_What is required_
Write out every entry exactly as given, but omit the pictures.

_Given records_
'''

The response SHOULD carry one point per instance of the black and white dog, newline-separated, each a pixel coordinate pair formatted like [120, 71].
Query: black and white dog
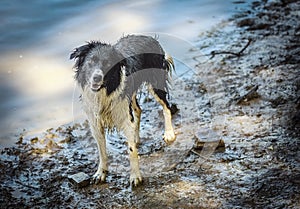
[109, 77]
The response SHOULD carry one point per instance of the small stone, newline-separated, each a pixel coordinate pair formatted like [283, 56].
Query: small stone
[79, 179]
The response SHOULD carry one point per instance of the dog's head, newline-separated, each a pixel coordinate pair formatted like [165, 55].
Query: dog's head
[98, 66]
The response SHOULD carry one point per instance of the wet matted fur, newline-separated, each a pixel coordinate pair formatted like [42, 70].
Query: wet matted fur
[109, 77]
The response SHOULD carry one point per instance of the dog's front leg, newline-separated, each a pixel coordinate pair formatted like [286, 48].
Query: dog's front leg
[99, 135]
[135, 174]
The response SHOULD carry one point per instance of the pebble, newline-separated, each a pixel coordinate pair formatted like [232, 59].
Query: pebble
[80, 179]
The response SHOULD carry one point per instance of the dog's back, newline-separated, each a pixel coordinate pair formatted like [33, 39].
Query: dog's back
[145, 62]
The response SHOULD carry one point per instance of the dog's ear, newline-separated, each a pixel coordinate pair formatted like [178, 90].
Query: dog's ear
[80, 53]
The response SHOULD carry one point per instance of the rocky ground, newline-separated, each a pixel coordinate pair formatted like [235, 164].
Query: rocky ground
[244, 89]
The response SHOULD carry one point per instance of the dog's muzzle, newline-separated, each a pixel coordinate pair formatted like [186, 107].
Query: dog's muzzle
[96, 81]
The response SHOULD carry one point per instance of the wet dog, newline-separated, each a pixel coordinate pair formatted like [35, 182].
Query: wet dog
[109, 77]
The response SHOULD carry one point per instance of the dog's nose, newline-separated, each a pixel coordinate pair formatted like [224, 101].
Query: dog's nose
[97, 78]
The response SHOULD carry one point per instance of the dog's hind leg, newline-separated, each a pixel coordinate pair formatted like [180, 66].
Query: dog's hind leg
[99, 135]
[137, 117]
[161, 97]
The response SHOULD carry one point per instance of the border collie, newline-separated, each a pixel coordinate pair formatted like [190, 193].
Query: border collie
[109, 77]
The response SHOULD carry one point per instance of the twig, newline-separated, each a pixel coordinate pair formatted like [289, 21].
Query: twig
[238, 54]
[203, 157]
[248, 95]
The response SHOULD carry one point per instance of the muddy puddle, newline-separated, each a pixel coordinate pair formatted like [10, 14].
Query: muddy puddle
[244, 90]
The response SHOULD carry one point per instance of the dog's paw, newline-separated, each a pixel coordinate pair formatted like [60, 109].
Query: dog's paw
[135, 179]
[99, 176]
[169, 137]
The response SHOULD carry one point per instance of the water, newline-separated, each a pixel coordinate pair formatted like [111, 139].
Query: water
[36, 38]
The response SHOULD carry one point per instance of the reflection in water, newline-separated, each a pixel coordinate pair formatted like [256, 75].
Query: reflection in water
[37, 37]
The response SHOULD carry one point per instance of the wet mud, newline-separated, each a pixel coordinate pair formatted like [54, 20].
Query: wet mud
[241, 99]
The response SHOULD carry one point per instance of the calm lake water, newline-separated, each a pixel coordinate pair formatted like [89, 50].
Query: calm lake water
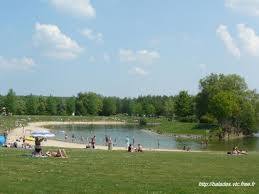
[148, 139]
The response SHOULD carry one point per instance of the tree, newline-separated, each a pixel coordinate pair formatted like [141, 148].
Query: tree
[228, 99]
[149, 109]
[169, 108]
[70, 106]
[32, 105]
[20, 107]
[51, 106]
[224, 106]
[138, 109]
[10, 101]
[61, 106]
[213, 84]
[88, 103]
[42, 106]
[109, 106]
[93, 103]
[183, 104]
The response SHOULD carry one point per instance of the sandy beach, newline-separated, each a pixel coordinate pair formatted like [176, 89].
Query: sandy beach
[26, 131]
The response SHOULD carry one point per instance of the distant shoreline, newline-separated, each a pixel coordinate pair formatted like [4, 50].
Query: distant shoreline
[18, 132]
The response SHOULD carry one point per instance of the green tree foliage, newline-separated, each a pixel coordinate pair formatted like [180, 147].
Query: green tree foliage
[169, 108]
[138, 109]
[109, 106]
[51, 106]
[10, 102]
[20, 106]
[184, 104]
[71, 106]
[228, 99]
[32, 105]
[88, 104]
[42, 106]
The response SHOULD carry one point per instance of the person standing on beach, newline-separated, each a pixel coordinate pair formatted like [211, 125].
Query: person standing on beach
[110, 143]
[127, 141]
[93, 141]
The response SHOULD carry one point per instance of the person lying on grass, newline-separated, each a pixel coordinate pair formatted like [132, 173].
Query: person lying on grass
[236, 151]
[61, 153]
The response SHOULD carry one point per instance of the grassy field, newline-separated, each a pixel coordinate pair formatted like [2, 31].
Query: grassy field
[87, 171]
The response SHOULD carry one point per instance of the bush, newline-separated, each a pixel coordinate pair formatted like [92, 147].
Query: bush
[207, 119]
[142, 122]
[189, 119]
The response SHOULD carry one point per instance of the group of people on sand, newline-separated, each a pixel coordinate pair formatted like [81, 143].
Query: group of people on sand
[91, 143]
[186, 148]
[60, 153]
[131, 148]
[237, 151]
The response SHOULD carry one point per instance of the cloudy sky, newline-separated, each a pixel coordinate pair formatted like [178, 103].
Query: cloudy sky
[125, 47]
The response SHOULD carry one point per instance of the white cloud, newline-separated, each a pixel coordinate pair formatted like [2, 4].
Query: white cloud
[92, 59]
[54, 43]
[141, 56]
[138, 71]
[91, 35]
[249, 39]
[204, 69]
[81, 8]
[224, 35]
[23, 64]
[249, 7]
[106, 58]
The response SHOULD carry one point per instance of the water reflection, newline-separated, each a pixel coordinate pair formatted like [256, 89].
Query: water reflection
[83, 133]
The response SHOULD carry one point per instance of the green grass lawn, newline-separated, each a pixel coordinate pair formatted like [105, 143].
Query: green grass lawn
[87, 171]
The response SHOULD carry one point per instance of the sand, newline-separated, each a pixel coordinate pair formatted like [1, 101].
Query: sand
[20, 132]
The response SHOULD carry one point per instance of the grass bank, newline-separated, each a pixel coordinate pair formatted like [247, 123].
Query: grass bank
[87, 171]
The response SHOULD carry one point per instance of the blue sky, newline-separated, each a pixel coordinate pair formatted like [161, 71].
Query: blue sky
[125, 48]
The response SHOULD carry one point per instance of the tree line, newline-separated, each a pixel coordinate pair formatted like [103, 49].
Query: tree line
[224, 100]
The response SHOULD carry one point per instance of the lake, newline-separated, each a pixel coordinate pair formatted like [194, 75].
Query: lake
[148, 139]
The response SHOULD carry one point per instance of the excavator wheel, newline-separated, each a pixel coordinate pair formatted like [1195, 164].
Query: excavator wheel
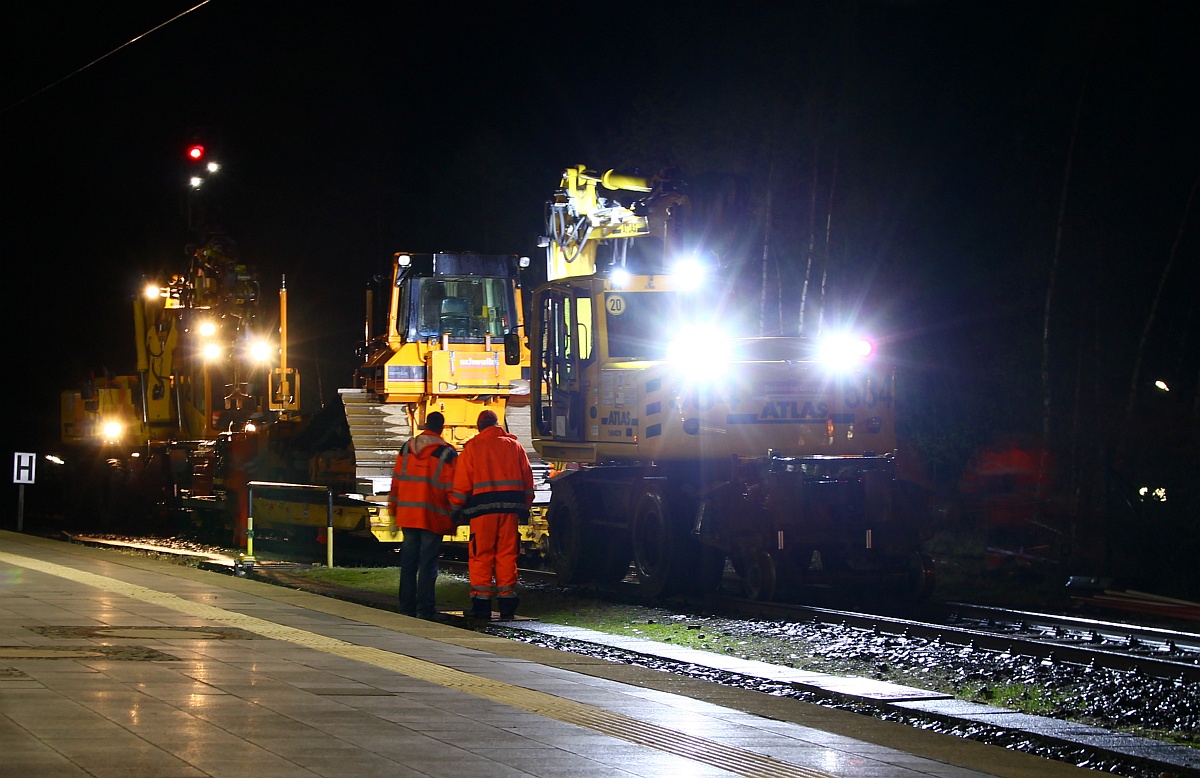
[569, 550]
[659, 549]
[761, 576]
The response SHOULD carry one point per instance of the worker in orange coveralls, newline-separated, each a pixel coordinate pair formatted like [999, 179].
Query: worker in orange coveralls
[419, 504]
[492, 490]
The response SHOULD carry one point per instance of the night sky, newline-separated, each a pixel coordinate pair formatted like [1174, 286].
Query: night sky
[353, 130]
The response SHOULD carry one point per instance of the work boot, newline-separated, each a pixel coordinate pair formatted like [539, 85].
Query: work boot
[509, 608]
[480, 608]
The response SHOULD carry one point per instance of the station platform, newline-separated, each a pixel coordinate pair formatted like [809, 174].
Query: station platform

'''

_Exercise response_
The response SHOULD carry one point per instance of the black and white dog, newline-separated, each a pixel coordinate pair formatted like [120, 71].
Query: black and white dog
[109, 77]
The response SHOULD carry one point per instance of the small stone, newline-separated, each a pixel coordinate pair formatted like [283, 56].
Query: small stone
[79, 179]
The response SHOULD carry one point per instance of the dog's head, newline-separated, each a pixel coordinate pair formatted like [165, 55].
Query: dog's head
[98, 66]
The response SHOULD carry one point per instance of the wet matted fur, newline-separated, each a pixel coordinate pair formatted like [42, 70].
Query: wet matted fur
[109, 77]
The response SHOULD carry one point per instance of the dog's front leg, newline-separated, each a pixel coordinate pair formatted like [286, 48].
Query: dog's front leg
[99, 135]
[135, 174]
The response SHOULD carry one point per instance of the pebble, newline-separated, each a pixel coordinate pair formatted like [232, 59].
Query: pebble
[80, 179]
The response SHOULD carry one point per instance of the dog's back, newline-separated, each a pixel coordinate pair formatted like [33, 39].
Query: dog's back
[145, 62]
The response SHOULD carry one point per instance of the dog's ear, newline-separated, each a pixel coordinate pair formatted like [178, 90].
Query: dog's ear
[80, 53]
The response SHOULD carry one point per instance of the rocky ground, newline-separated, each a pixel coordinate pair formatted like [235, 164].
Query: rocky ground
[244, 89]
The response SHOULD carry one point per instance of the dog's muzzle, newline-separated, each a pixel coordinate pair formatted like [186, 107].
Query: dog's muzzle
[96, 81]
The response SHOULD carry one point per instance of the wet dog, newline-separated, each a pixel coordinate pair formatted like [35, 182].
Query: wet dog
[109, 77]
The response SHOULD carry one point per instance of the dog's nose, newline-separated, each a pixel coordinate pair formatted like [224, 101].
Query: dog's nose
[97, 78]
The response SHOULD carry one point per instance of the dog's hind leg, newline-separated, each a pixel coordinate pair formatted like [180, 66].
Query: dog's hind leg
[99, 135]
[137, 117]
[161, 97]
The response SHOULD carry one point per instance of the border collie, newline-separated, each a pixel coordinate pair formatted like [190, 193].
Query: border collie
[109, 77]
The response SHOULD carry one point per instance of the twig, newline-separated, each a pixel coordinate pair formatted like [289, 21].
Query: twig
[238, 54]
[203, 157]
[248, 95]
The response SHOULD carry one point per instance of the muddy puddle, newline-separated, each a pixel coordinate pair formatted like [10, 14].
Query: muddy puddle
[244, 90]
The response SHOULD carry one point per instance of the dog's paw, newline-separated, each a pixel coordinate pair formatted like [60, 109].
Query: dog's paw
[135, 179]
[99, 176]
[169, 137]
The response SHOULD carry one point per instance of the water, newline-separated, each a pixel coordinate pair formatted like [111, 139].
Query: water
[36, 38]
The response SHOULD carry one point per instance of the reflection in water, newline-separated, each a pixel coordinate pair formatted like [256, 75].
Query: reflection in water
[37, 37]
The response SHOULD carry one point per instance of the wet mud, newline-separated, each a pixel coordinate pair formatted like [54, 20].
Query: wet mud
[241, 99]
The response SHOULD carry one point per instance of the calm lake water, newline-separated, each a pixel coordinate pair formatted like [89, 50].
Query: calm lake water
[148, 139]
The response SHOULD carry one point per instance of the tree, newline-separated, each a pixel coordinate pair formatted like [141, 148].
Query: tree
[228, 99]
[149, 109]
[169, 108]
[70, 106]
[32, 105]
[20, 107]
[51, 106]
[224, 106]
[138, 109]
[10, 101]
[61, 106]
[213, 84]
[88, 103]
[42, 106]
[109, 106]
[93, 103]
[183, 104]
The response SHOULD carry one point per instance of the sandy beach, newline-separated, each a pixel coordinate pair formatted like [176, 89].
Query: sandy beach
[26, 131]
The response SHOULD carry one point per instance of the distant shoreline, newline-separated, each a pixel coordinate pair formatted like [4, 50].
Query: distant shoreline
[18, 132]
The response SHOULD carry one point per instance of the green tree foliage, newline-separated, each a pixel coordinate pair formatted like [180, 147].
Query: green tree foliage
[169, 108]
[138, 109]
[109, 106]
[51, 106]
[10, 102]
[20, 106]
[184, 104]
[71, 106]
[228, 99]
[32, 105]
[88, 104]
[42, 106]
The response SHOULD carry one point per instance of the person standing on beach, newline-separated, each a pixel coordinate pair formatted like [211, 125].
Query: person standing on beach
[110, 143]
[127, 141]
[93, 141]
The response SHOULD carry one point per instance of the person lying on grass, newline-separated, each a pixel coordinate pair formatted like [132, 173].
Query: person lying on grass
[236, 151]
[61, 153]
The response SHOULD carry one point per instance of the grassy field, newline-separated, each a pixel coordinate pair formatted like [2, 31].
Query: grassy field
[87, 171]
The response SHOULD carry one point per instance of the bush, newline-separated, each a pixel coordinate pair formatted like [92, 147].
Query: bush
[207, 119]
[142, 122]
[189, 119]
The response SHOULD carry one point per instance of the group of people on sand, newline-separated, each a pixel coordinate pair formatted like [81, 143].
Query: group of people on sand
[91, 143]
[186, 148]
[60, 153]
[131, 148]
[237, 151]
The response SHOULD carry one point per instance of the cloudy sky, newline-separated, each a pixel coordinate pair formatted like [178, 103].
Query: cloudy sky
[125, 47]
The response SHOULD carry one point per instance of the white cloud, newline-separated, each a pixel coordinate pair formatted like [2, 4].
Query: white cloud
[92, 59]
[54, 43]
[141, 56]
[138, 71]
[91, 35]
[249, 39]
[204, 69]
[81, 8]
[224, 35]
[23, 64]
[249, 7]
[106, 58]
The response SHOULD carry one point per instance of the water reflection, newline-separated, each a pixel coordinate pair formatted like [256, 89].
Query: water reflection
[83, 133]
The response SHOULD carry one point per instance of the green grass lawn, newline-separated, each a pixel coordinate pair formatted like [105, 143].
Query: green grass lawn
[87, 171]
The response SHOULD carry one point per instance of the sand, newline-separated, each a pixel coordinate pair formatted like [1, 101].
Query: sand
[20, 132]
The response SHOULD carry one point per instance of the grass bank, newline-separated, each a pixel coordinate pair formatted like [247, 123].
Query: grass bank
[87, 171]
The response SHOULD carry one point per instance of the blue sky, newline-separated, each a pixel coordinate pair formatted like [161, 71].
Query: blue sky
[125, 48]
The response SHOULD carry one point per instance of the tree line, newline-separated, each a pixel coordinate pair formatted like [103, 49].
Query: tree line
[224, 100]
The response SHOULD carry one point per instance of the lake, newline-separated, each a pixel coordinate pair formatted like [194, 75].
Query: lake
[148, 139]
The response SHOULD carry one point per instance of the excavator wheel, newline-separated, each a pixel coordinate pair formatted like [1195, 164].
Query: excavator wheel
[569, 550]
[659, 549]
[761, 576]
The response SHOULD carry one point per instance of the worker in orange coveralls, newline-separated, each a pixel coordinate pair formatted like [999, 179].
Query: worker in orange coveralls
[419, 504]
[492, 490]
The response SHOULD carry one point per instance of the night sky, newline-separated, each a pixel coordinate pair formatted like [1174, 286].
Query: night sky
[353, 130]
The response SHOULD carry one point per instance of the work boot, newline-separated, each a pixel coordinate pair formatted like [539, 85].
Query: work boot
[509, 608]
[480, 608]
The response SHOULD carry one point per instance of the station platform, newline-separated, each a pixel coordinate pair formatted like [809, 174].
Query: station platform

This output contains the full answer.